# SOURCE
· · ·

Example 1. System (100) for automatic packaging of shoes, comprising:

- a. means for determining (610, 710) shoe type information from a shoe or p air of shoes to be packaged;
- b. means (120, 400) for automatically packaging the shoe or pair of shoes in a packaging container (126); and
- c. means for dynamically controlling the automatic packaging based at least in part on the determined shoe type information.

Example 2. System (100) for automatic packaging of shoes according to the preceding example, further comprising at least one of:

- a. means (122) for automatically providing the packaging container (126) for the shoe or pair of shoes corresponding to the determined shoe type information;
- b. means (130) for automatically providing the packaging container (126) with a packaging container label corresponding to the determined shoe type information;
- c. means (130) for automatically obtaining the packaging container label based on at least part of the determined shoe type information;
- d. means for comparing the determined shoe type information with previously stored information about the shoe or pair of shoes to be packaged; and
- e. means (129) for changing a processing order of the shoe or pair of shoes and/or of the packaging container (126) based at least partially on the determined shoe type information.

· · ·

# EXERCISE REQUIREMENTS
Write what comes next in the text on the automatic shoe packaging system, starting right after its last line. The records that come next are separate from the shoe packaging text.

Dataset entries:

· · ·

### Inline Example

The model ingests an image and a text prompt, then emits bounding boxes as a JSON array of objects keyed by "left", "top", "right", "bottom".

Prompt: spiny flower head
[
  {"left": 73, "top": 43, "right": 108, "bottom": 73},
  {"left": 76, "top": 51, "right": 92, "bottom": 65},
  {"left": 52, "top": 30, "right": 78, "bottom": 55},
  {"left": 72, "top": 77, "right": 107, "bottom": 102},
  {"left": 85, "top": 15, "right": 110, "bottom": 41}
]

· · ·

# WRITTEN REPLY
Example 3. System (100) for automatic packaging of shoes according to the preceding example, wherein the means (130) for automatically providing the packaging container (126) with the packaging container label and the means (130) for automatically obtaining the packaging container label are integrated into a single apparatus or subsystem.
Example 4. System (100) for automatic packaging of shoes according to any of the preceding examples, wherein the means for determining (610, 710) the shoe type information comprise at least one of:

- a. optical sensor equipment for determining at least part of the shoe type information from an optical label of the shoe or pair of shoes;
- b. radio frequency identification, RFID, equipment for determining at least part of the shoe type information from an RFID label of the shoe or pair of shoes;
- c. image recognition equipment for determining at least part of the shoe type information from a digital image of the shoe or pair of shoes; and
- d. means for obtaining at least part of the shoe type information from a database.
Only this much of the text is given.